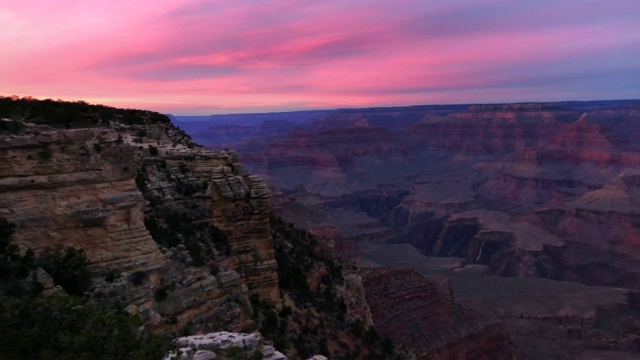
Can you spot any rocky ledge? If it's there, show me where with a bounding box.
[0,123,278,333]
[165,332,286,360]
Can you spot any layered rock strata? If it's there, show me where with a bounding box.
[362,268,523,360]
[143,149,278,301]
[0,126,164,273]
[0,123,278,333]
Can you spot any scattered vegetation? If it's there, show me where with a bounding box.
[105,271,121,283]
[154,279,176,302]
[144,211,228,266]
[0,95,170,127]
[0,293,170,360]
[175,180,208,196]
[37,146,53,161]
[135,164,149,193]
[271,216,345,311]
[248,216,397,359]
[129,271,147,286]
[36,246,92,296]
[0,217,170,360]
[178,162,189,174]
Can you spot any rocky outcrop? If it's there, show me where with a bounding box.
[362,268,523,360]
[0,123,278,334]
[342,273,374,327]
[143,149,278,301]
[165,332,286,360]
[0,126,164,274]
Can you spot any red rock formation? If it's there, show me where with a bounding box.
[362,268,523,360]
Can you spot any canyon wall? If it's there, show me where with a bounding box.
[211,101,640,289]
[362,267,523,360]
[180,100,640,358]
[0,123,278,333]
[0,116,391,359]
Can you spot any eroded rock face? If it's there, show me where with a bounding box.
[0,126,164,274]
[362,268,523,360]
[143,149,278,301]
[0,123,278,333]
[201,101,640,290]
[177,101,640,358]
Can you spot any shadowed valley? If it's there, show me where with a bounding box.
[176,100,640,359]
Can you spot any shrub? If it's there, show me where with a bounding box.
[0,119,25,133]
[130,271,147,286]
[154,280,175,302]
[105,271,120,283]
[37,146,53,161]
[226,346,244,359]
[0,293,171,360]
[135,165,148,193]
[0,218,34,292]
[36,246,92,296]
[148,145,158,156]
[249,350,264,360]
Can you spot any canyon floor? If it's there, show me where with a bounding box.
[359,242,634,360]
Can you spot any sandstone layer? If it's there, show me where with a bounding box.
[0,123,278,334]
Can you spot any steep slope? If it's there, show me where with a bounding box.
[183,100,640,359]
[0,97,410,360]
[362,268,523,360]
[0,122,275,333]
[0,126,164,274]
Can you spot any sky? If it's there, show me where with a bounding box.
[1,0,639,115]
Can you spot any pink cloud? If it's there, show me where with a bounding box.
[1,0,639,114]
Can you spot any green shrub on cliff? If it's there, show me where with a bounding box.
[0,96,171,127]
[0,293,170,360]
[37,246,92,296]
[0,218,35,296]
[37,146,53,161]
[254,216,395,359]
[0,216,170,360]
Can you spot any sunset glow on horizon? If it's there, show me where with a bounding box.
[1,0,639,115]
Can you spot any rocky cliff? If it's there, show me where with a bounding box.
[179,99,640,358]
[0,126,164,273]
[0,120,280,334]
[0,98,401,360]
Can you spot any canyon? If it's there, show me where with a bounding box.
[176,99,640,359]
[0,99,394,359]
[3,97,640,359]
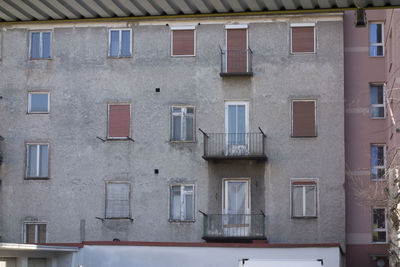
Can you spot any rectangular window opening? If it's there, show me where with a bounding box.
[371,144,386,180]
[370,84,385,118]
[292,100,316,137]
[24,223,47,244]
[291,23,316,53]
[30,31,51,59]
[291,180,317,218]
[109,29,132,58]
[170,184,194,222]
[372,208,387,243]
[171,106,195,142]
[369,22,384,57]
[26,144,49,179]
[105,182,131,219]
[28,92,50,113]
[108,104,131,139]
[171,27,195,56]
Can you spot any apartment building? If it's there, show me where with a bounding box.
[0,2,346,266]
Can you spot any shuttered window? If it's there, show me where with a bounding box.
[291,24,315,53]
[292,100,316,137]
[108,104,131,139]
[226,28,248,73]
[106,182,131,219]
[24,223,46,243]
[171,29,195,56]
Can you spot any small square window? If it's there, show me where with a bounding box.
[171,27,195,56]
[371,144,385,180]
[26,144,49,179]
[171,106,195,141]
[24,223,46,243]
[108,104,131,139]
[291,180,317,217]
[291,100,316,137]
[170,184,194,222]
[372,208,387,243]
[106,182,131,219]
[28,92,49,113]
[30,31,51,59]
[109,29,132,57]
[369,23,384,57]
[290,23,315,53]
[370,84,385,118]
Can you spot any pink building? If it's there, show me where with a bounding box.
[344,10,389,267]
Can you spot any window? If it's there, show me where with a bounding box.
[26,144,49,178]
[372,208,387,243]
[291,100,316,137]
[371,144,385,180]
[30,31,51,59]
[370,84,385,118]
[290,23,316,53]
[225,25,249,73]
[24,223,46,243]
[291,180,317,217]
[105,182,131,219]
[28,92,49,113]
[171,26,195,56]
[28,258,47,267]
[369,23,384,56]
[171,106,195,141]
[108,104,131,139]
[170,185,194,221]
[109,29,131,57]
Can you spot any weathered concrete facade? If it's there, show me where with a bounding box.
[0,13,344,246]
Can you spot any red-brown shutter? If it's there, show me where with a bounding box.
[291,27,315,53]
[172,30,195,56]
[108,104,131,138]
[292,101,316,137]
[292,181,317,185]
[227,29,247,73]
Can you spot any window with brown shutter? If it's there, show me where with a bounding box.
[171,27,195,56]
[292,100,316,137]
[108,104,131,139]
[291,24,315,53]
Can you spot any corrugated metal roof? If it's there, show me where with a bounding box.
[0,0,393,22]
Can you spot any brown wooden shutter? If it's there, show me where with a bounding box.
[227,29,247,72]
[108,104,131,138]
[291,27,315,53]
[172,30,195,56]
[292,101,316,137]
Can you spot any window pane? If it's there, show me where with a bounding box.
[186,108,194,114]
[371,107,384,118]
[377,46,384,56]
[305,186,316,216]
[121,30,131,57]
[371,146,384,167]
[292,186,303,216]
[370,86,383,104]
[27,145,38,177]
[373,209,386,228]
[110,31,119,57]
[372,231,386,242]
[30,93,49,112]
[42,32,51,58]
[170,186,181,220]
[228,105,237,145]
[172,115,181,140]
[38,224,46,243]
[25,224,36,243]
[184,193,194,220]
[186,116,194,141]
[31,33,40,58]
[39,145,48,177]
[370,24,379,44]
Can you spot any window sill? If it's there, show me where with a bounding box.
[371,178,386,182]
[368,56,385,58]
[170,140,196,143]
[169,220,195,223]
[25,177,50,180]
[291,135,317,138]
[291,216,317,219]
[27,112,50,114]
[370,117,386,120]
[107,56,132,59]
[372,241,388,244]
[290,52,317,55]
[171,55,196,57]
[29,58,52,61]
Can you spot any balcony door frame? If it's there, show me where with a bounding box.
[224,101,249,155]
[225,25,248,73]
[222,178,251,236]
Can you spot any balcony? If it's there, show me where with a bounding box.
[220,48,253,76]
[200,212,267,242]
[200,129,267,161]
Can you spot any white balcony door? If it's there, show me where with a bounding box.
[225,102,249,155]
[223,179,250,236]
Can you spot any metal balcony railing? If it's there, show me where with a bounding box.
[200,128,267,161]
[220,48,253,76]
[200,212,266,241]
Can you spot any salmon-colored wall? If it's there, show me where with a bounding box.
[347,244,389,267]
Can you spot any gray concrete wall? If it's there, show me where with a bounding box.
[0,15,344,245]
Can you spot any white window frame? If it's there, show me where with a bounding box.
[107,103,132,139]
[170,106,195,142]
[290,178,318,218]
[370,84,386,119]
[105,181,131,219]
[371,144,386,181]
[25,143,49,179]
[291,99,317,137]
[290,23,316,54]
[108,28,132,58]
[372,207,387,243]
[169,184,195,222]
[170,26,196,57]
[28,92,50,114]
[23,222,47,244]
[29,31,52,59]
[369,22,384,57]
[224,101,249,135]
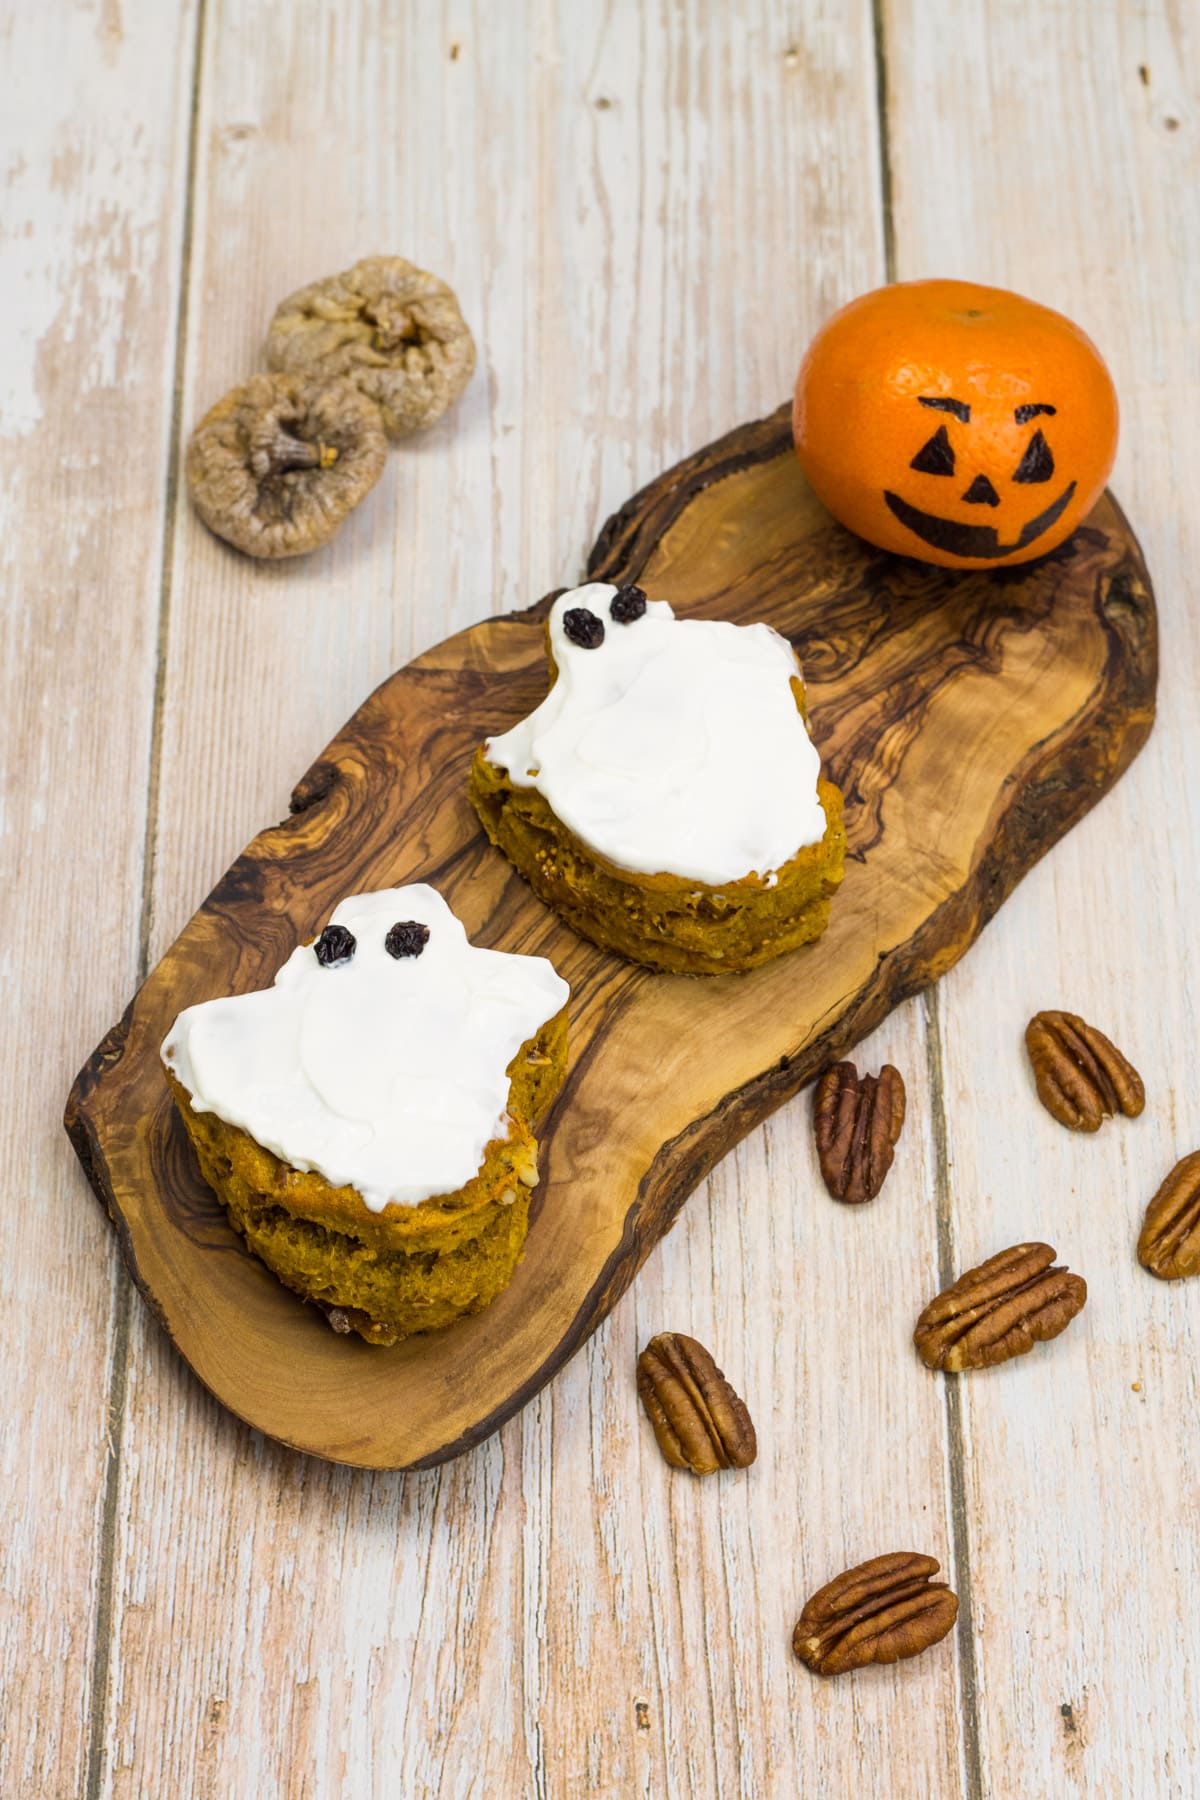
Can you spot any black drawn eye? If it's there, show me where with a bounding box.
[1013,429,1054,484]
[910,425,955,477]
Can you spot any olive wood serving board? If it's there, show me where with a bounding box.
[65,404,1157,1470]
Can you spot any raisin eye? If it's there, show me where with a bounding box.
[1013,428,1054,484]
[609,584,647,623]
[909,425,955,476]
[314,924,356,966]
[563,606,605,648]
[385,920,430,959]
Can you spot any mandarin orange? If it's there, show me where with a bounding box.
[792,280,1119,570]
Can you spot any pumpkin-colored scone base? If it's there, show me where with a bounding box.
[165,1005,568,1346]
[469,754,845,976]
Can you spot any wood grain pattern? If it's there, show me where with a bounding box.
[885,1,1200,1791]
[0,4,199,1796]
[67,408,1156,1470]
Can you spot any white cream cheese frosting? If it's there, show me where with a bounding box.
[161,885,569,1213]
[484,584,827,884]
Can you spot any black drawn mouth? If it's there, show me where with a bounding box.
[882,481,1077,559]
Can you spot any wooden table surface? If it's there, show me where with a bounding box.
[5,3,1198,1795]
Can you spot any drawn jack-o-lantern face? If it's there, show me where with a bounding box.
[792,280,1120,570]
[883,396,1076,561]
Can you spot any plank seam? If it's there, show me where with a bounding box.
[138,0,209,985]
[924,988,985,1800]
[83,1274,132,1800]
[84,2,210,1794]
[871,0,897,283]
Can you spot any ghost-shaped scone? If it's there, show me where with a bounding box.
[468,584,846,974]
[161,885,570,1346]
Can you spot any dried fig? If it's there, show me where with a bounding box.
[185,373,386,559]
[264,255,476,439]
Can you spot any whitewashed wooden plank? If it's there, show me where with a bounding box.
[581,999,964,1799]
[0,2,199,1795]
[96,0,973,1794]
[885,0,1200,1791]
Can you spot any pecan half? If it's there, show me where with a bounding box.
[813,1062,907,1203]
[1138,1152,1200,1281]
[636,1333,756,1474]
[793,1552,958,1676]
[1025,1010,1144,1132]
[914,1242,1086,1372]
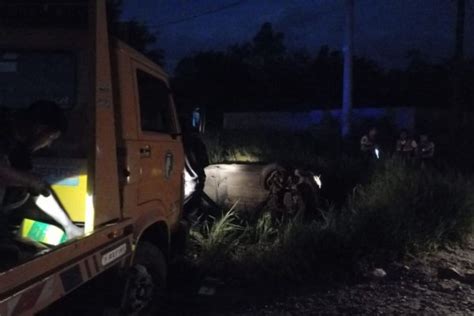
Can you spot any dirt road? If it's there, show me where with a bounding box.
[44,235,473,315]
[165,240,474,315]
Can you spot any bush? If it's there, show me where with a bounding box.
[189,205,243,275]
[349,159,474,254]
[203,129,330,167]
[188,159,474,286]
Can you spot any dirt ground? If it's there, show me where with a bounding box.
[165,238,474,315]
[43,238,473,315]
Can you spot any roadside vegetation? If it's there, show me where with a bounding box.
[188,149,474,287]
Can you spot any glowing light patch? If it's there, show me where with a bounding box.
[54,177,80,187]
[36,194,64,216]
[313,175,322,189]
[85,194,94,234]
[20,218,67,246]
[375,148,380,159]
[184,169,198,200]
[216,164,243,172]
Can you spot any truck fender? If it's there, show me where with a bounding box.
[134,219,170,261]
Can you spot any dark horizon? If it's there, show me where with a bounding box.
[122,0,474,73]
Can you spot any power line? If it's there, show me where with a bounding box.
[147,0,247,29]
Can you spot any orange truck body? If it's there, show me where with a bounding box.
[0,1,184,314]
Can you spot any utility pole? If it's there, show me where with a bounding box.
[341,0,354,138]
[454,0,466,60]
[452,0,466,117]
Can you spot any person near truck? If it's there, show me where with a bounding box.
[395,129,417,159]
[0,100,82,265]
[192,107,201,130]
[416,133,435,166]
[360,127,380,159]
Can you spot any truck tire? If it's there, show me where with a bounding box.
[121,241,167,315]
[170,220,189,258]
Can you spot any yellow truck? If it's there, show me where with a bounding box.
[0,1,186,314]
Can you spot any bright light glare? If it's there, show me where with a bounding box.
[313,175,322,189]
[184,169,198,200]
[85,194,94,234]
[36,194,65,219]
[375,148,380,159]
[36,194,84,239]
[35,194,54,210]
[215,164,243,172]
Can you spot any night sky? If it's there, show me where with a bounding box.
[121,0,474,73]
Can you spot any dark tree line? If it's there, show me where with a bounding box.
[107,0,165,66]
[172,22,474,116]
[104,2,473,118]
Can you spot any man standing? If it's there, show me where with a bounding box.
[0,100,81,265]
[360,127,379,159]
[395,129,417,159]
[417,133,435,166]
[192,107,201,130]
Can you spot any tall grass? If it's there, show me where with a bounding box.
[189,159,474,286]
[349,159,474,253]
[189,203,242,274]
[203,129,329,167]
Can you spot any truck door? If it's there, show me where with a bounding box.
[132,63,184,219]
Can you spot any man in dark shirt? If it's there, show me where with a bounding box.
[395,129,417,159]
[0,100,70,265]
[360,127,380,159]
[416,133,436,168]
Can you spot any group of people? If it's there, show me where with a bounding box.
[360,127,435,162]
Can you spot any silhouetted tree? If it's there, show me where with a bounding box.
[252,22,286,62]
[106,0,165,66]
[172,22,474,118]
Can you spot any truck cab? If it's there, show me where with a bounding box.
[0,1,184,314]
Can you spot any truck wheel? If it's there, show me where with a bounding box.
[121,241,167,315]
[170,220,189,258]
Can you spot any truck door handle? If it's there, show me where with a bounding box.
[140,145,151,158]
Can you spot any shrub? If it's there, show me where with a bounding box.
[189,158,474,287]
[349,159,474,254]
[203,130,326,166]
[189,204,243,274]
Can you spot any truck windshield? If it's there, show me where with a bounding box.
[0,52,76,109]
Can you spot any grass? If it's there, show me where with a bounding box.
[193,127,474,287]
[349,159,474,253]
[203,129,331,166]
[202,117,397,167]
[188,158,474,287]
[189,203,243,273]
[202,129,390,206]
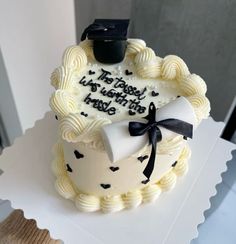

====================

**Task description**
The lines from the one containing "Can you spot any grass?" through the last line above are to be repeated exactly, and only those. Any pictures must be left out.

**Expected output**
Can you spot any grass? If it's there, show me where with a bounding box.
[193,127,474,287]
[349,159,474,253]
[203,129,331,166]
[202,117,397,167]
[188,158,474,287]
[189,203,243,273]
[202,129,390,206]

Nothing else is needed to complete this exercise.